> DESCRIPTION OF THE TASK:
Copy each line below without leaving any out.

> Dataset entries:
---------------
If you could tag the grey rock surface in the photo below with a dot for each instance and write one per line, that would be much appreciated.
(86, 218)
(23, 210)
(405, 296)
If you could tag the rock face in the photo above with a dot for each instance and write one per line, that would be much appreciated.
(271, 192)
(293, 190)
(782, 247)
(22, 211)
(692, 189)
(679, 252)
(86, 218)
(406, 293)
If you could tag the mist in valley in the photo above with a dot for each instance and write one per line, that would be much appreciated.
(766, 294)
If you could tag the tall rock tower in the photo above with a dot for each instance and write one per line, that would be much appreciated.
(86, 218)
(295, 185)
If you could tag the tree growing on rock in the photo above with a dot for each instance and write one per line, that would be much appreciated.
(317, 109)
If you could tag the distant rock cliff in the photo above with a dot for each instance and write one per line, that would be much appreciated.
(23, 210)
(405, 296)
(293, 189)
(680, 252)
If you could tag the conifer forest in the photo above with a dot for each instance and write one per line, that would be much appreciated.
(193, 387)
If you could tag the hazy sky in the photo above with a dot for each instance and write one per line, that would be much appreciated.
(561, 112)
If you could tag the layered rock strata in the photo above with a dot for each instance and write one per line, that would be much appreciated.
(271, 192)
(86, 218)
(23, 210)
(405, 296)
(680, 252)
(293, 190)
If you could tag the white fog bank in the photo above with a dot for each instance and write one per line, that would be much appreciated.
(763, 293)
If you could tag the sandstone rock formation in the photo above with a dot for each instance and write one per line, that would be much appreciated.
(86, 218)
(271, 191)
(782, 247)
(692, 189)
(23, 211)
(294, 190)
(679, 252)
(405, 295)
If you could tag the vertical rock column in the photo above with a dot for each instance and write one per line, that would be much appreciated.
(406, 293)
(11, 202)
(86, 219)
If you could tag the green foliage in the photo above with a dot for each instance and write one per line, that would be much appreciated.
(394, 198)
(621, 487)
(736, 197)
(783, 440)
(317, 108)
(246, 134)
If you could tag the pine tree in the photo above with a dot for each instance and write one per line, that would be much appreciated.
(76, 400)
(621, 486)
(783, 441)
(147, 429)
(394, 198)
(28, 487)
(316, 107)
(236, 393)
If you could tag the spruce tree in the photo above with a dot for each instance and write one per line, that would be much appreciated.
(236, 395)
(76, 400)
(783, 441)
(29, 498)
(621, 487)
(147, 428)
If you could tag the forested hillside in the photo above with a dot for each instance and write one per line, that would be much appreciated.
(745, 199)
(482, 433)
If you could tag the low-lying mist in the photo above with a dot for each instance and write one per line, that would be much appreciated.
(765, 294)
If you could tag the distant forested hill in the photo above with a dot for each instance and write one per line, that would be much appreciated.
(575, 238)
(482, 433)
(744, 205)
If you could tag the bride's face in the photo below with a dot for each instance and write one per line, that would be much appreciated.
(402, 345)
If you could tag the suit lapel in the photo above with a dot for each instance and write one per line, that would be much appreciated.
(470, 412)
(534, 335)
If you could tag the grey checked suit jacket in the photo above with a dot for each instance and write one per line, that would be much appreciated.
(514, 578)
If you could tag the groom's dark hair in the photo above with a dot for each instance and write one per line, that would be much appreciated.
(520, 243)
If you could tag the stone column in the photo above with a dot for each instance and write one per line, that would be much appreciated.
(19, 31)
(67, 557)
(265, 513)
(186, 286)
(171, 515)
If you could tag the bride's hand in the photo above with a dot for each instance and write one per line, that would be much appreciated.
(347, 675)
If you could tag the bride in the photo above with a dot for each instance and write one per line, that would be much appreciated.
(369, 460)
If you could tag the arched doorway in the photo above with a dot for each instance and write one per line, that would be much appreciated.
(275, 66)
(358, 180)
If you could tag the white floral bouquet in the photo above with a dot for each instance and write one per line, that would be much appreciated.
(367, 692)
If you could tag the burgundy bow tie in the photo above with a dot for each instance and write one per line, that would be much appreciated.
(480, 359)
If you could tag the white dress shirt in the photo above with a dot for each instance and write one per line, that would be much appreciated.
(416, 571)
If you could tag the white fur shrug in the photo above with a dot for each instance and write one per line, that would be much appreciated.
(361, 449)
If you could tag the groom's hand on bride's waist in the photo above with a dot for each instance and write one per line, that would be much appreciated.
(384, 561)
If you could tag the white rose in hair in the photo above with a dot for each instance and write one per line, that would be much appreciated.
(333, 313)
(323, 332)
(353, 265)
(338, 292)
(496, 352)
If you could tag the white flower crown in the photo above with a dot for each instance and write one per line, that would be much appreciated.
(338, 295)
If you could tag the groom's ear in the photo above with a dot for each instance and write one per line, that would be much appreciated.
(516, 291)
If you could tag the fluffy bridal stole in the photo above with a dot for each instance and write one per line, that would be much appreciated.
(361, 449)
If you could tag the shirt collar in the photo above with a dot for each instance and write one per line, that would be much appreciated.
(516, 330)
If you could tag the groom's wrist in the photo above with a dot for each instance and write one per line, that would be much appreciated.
---------------
> WRITTEN ANSWER:
If you could tag the grey rock surface in the photo below with a dot for each instance and write one per line, that would be much appreciated.
(86, 218)
(23, 210)
(405, 296)
If you could tag the rock face in the photo above with a dot for each instance and write one per line, that would be much appreciated.
(271, 192)
(293, 190)
(782, 247)
(22, 211)
(692, 189)
(679, 252)
(86, 218)
(406, 293)
If you could tag the mist in valley in the photo above with a dot for each instance and write one per line, that would be much appreciated.
(766, 294)
If you could tag the tall rock tower in the photo above with a dot for each instance and write one per line, that would be much appreciated.
(86, 218)
(295, 185)
If you could tag the tree growing on rock in the photo above with a dot for each instance and write one per line, that would be much appreciated.
(317, 109)
If you could tag the distant rock cliff in the photo above with a dot for each instance and write one per line, that would be much appreciated.
(23, 210)
(405, 296)
(293, 189)
(680, 252)
If you could tag the conifer forest in the photo above with a dot for each instance and write one per line, that would be much appreciated.
(193, 387)
If you could tag the hazy sky in the photo above with a dot for each instance and write one per line, that would be much appreciated.
(561, 112)
If you could tag the layered rock strata in the photo above with a dot for each instance and write one per line, that would be much appreciated.
(271, 192)
(86, 218)
(23, 210)
(405, 296)
(680, 252)
(293, 190)
If you could tag the white fog bank in the photo above with a dot for each instance and write one per line, that would be much appreciated.
(763, 293)
If you could tag the sandstone rock formation in the photo above with a dot for each instance and write one per line, that would be much appreciated.
(86, 218)
(271, 191)
(782, 247)
(692, 189)
(23, 211)
(294, 190)
(679, 252)
(405, 295)
If you could tag the vertical rock column in the photo above with a dot for each instance and write one per line, that would be much appreciated.
(406, 293)
(11, 202)
(86, 219)
If you could tag the green foliage in the photo above with a dot for each instance and write one per line, that would be much appreciated.
(394, 198)
(621, 487)
(736, 197)
(783, 440)
(317, 108)
(246, 134)
If you could tag the pine tree in the photo above with a dot for each instance and write one per line, that would be much appreciated.
(76, 400)
(621, 486)
(783, 441)
(147, 429)
(394, 198)
(28, 487)
(316, 107)
(236, 393)
If you could tag the spruce tree in the photo above with a dot for each instance and write one per line, that would be much appreciated.
(236, 395)
(76, 400)
(783, 441)
(29, 498)
(621, 487)
(147, 428)
If you could tag the forested hillside in the photo above with a dot for each instance and write one per line, that would be much appreciated.
(745, 199)
(482, 433)
If you could tag the low-lying mist in the photo above with a dot for each instance and write one per line, that would be much appreciated.
(765, 294)
If you could tag the distant forested hill in the photo above with a dot for each instance and write one per line, that would be much appreciated.
(575, 238)
(482, 433)
(744, 205)
If you could tag the bride's face in the photo below with a dot for each instance and write one per line, that would be much appreciated.
(402, 345)
If you could tag the suit lapel in the photo above with a dot for each instance and write one per line, that would be much appreciated.
(470, 412)
(534, 335)
If you could tag the grey checked suit jacket in the photo above with a dot for each instance and write one per line, that would be much appreciated.
(514, 578)
If you could tag the groom's dark hair in the photo above with a dot for each instance and write one per line, that would be much appreciated.
(520, 243)
If you could tag the stone column in the photo above with a dot for each instance and write one per line, that would be much appreciated.
(19, 31)
(67, 557)
(265, 513)
(186, 286)
(171, 515)
If you could tag the bride's hand in the photo above with a dot for each instance and write one per line, that would be much appreciated.
(347, 675)
If you could tag the bride in the photo above with a dot for each instance and write one per line, that would be much appreciated.
(369, 460)
If you could tag the arched doorway in the photo above with a dot for each instance and write one per line, that would be much appreciated.
(275, 66)
(358, 180)
If you could tag the white floral bouquet in the photo above with a dot for each instance and write one per line, that would be much appreciated.
(367, 692)
If you could tag the burgundy bow tie in the photo above with a dot for each instance and write one per line, that would be much appreciated.
(480, 359)
If you could tag the white dress shirt in the photo above with a dot for each instance and write one per line, that would be much appreciated.
(416, 571)
If you could tag the white fur shrug in the photo above with a dot for each instance and write one per line, that would be much appreciated.
(361, 449)
If you could tag the groom's hand on bride's waist in the photo above with a dot for each instance and write one per line, that would be much appreciated.
(384, 561)
If you could tag the white rose in hair in the photo above with a dot for each instance and write one per line, that would be much appreciated.
(333, 313)
(323, 332)
(353, 265)
(338, 292)
(496, 352)
If you could tag the white flower crown in the photo above with a dot for each instance and write one per line, that would be much appreciated.
(338, 295)
If you could tag the groom's ear in the photo above with a dot for each instance and write one per line, that would be much appreciated.
(516, 291)
If you could tag the fluffy bridal stole in the photo above with a dot for each instance and write one per line, that would be much appreciated.
(361, 449)
If you could tag the shirt collar in the photo above with a dot for each instance and write one per line, that would be much appreciated.
(516, 330)
If you could tag the groom's wrist in the photo above with a dot for each instance and write one per line, that would be much appreciated.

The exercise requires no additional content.